AFGHANISTAN Am Wahltag brechen im Norden schwere Kämpfe aus. Wahlbeteiligung in Regionen mit starker Taliban-Präsenz bleibt gering. Staatspräsident Karsai spricht dennoch von „Erfolg“

KABUL/BERLIN taz | Eine Mischung aus Ruhe und Chaos, aus guter Organisation und geringer Beteiligung hat gestern die Präsidentschaftswahlen in Afghanistan gekennzeichnet. Während in einigen Teilen des Landes die Menschen ungestört an die Urnen gingen, lieferten sich in anderen Sicherheitskräfte heftige Gefechte mit den Taliban, die zu ihrem Ziel erklärt hatten, die Wahlen zu verhindern. Erste Klagen der Opposition über Betrugsversuche lassen befürchten, dass Zweifel am Wahlergebnis in den kommenden Tagen hohe Wellen schlagen werden.

Offizielle afghanische Stellen und UNO taten gestern alles, um die Probleme zu leugnen. „Nur“ 312 von 6.500 Wahllokalen seien geschlossen geblieben, sagte ein Sprecher der Wahlkommission. Präsident Hamid Karsai nannte die Wahl am Abend einen Erfolg: Trotz 73 Anschlägen in 15 Provinzen seien die Afghanen zu den Stimmlokalen „geströmt“.

Nach ersten Einschätzungen war die Wahlbeteiligung jedoch deutlich geringer als vor fünf Jahren. Aus dem Südosten um die Stadt Gardes wird von einer Beteiligung von 20 bis 30 Prozent berichtet. Die Einschüchterungsstrategie der Taliban sei weitgehend aufgegangen, analysierte ein Beobachter.

* [Ausgelesene Angaben]

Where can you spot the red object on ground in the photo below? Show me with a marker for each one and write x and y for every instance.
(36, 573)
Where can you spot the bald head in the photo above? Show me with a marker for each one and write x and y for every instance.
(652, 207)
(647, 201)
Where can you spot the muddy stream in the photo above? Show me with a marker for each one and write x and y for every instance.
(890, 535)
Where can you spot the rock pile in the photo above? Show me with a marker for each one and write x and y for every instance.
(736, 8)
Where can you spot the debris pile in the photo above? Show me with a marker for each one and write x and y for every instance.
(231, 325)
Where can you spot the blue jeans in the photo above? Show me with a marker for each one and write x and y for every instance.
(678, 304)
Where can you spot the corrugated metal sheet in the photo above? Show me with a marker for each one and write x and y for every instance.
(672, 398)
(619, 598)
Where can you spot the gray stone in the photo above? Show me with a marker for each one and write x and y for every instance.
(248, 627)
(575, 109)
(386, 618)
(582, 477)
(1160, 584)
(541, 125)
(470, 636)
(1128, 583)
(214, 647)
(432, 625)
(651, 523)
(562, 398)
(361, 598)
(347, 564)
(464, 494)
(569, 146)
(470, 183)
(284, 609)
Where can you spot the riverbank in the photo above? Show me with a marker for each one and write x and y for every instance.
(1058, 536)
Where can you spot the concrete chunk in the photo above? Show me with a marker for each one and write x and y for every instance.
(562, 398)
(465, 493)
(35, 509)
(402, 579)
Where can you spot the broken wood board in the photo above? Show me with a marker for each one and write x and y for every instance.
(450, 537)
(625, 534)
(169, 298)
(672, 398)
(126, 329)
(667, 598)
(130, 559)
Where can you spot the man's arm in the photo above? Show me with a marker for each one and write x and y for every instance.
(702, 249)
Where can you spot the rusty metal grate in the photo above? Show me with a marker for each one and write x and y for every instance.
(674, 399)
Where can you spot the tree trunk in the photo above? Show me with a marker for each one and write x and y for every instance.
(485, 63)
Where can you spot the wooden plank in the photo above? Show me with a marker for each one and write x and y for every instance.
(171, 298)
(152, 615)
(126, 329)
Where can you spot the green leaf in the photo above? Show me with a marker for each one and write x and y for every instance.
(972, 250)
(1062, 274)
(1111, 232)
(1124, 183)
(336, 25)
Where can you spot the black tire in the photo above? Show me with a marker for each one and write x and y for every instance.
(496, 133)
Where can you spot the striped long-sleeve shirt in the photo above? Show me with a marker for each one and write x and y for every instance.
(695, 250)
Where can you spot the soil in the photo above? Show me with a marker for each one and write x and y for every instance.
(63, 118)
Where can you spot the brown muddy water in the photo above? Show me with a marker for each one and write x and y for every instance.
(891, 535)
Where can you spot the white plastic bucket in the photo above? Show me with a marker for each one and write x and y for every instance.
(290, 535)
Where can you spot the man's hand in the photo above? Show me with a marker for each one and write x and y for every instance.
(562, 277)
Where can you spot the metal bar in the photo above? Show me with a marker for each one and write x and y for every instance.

* [Arbeitsanweisungen]
a) Nenne alle Zahlen, die im Artikel über die Präsidentschaftswahl in Afghanistan in Ziffern geschrieben stehen.
b) Sammle bitte jede Zeile der Datensätze, in der die Zeichenfolge "metal" vorkommt.

* [Ergebnisse je Aufgabe]
a) 312, 6.500, 73, 15, 20, 30

b)
Where can you spot the corrugated metal sheet in the photo above? Show me with a marker for each one and write x and y for every instance.
Where can you spot the rusty metal grate in the photo above? Show me with a marker for each one and write x and y for every instance.
Where can you spot the metal bar in the photo above? Show me with a marker for each one and write x and y for every instance.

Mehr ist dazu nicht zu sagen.